• Your objective: Filter the listing so that only lines with the word "positive" remain.

• Stored data:

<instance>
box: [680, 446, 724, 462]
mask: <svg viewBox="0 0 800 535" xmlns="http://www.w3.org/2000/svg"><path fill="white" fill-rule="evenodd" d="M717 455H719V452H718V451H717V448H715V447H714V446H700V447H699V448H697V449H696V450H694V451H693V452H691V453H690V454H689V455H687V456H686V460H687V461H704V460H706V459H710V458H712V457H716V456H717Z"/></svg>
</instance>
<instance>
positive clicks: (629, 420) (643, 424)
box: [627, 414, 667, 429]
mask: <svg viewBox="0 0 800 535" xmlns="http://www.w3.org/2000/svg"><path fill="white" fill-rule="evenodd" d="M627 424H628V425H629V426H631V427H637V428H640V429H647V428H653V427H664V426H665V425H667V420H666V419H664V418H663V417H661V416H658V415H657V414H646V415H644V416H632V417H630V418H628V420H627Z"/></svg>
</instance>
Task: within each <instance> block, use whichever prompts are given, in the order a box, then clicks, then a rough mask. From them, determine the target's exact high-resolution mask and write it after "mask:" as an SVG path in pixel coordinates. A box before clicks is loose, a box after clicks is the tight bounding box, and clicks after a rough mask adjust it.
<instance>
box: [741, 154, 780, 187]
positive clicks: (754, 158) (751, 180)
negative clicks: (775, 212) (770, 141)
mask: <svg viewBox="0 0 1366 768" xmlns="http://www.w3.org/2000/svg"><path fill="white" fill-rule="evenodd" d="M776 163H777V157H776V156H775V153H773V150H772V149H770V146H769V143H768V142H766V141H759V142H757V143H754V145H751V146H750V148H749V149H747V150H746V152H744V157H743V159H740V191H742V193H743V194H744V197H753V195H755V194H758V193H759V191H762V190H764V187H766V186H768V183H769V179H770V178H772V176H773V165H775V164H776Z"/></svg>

• Answer box:
positive clicks: (629, 420) (643, 424)
positive clicks: (754, 158) (751, 180)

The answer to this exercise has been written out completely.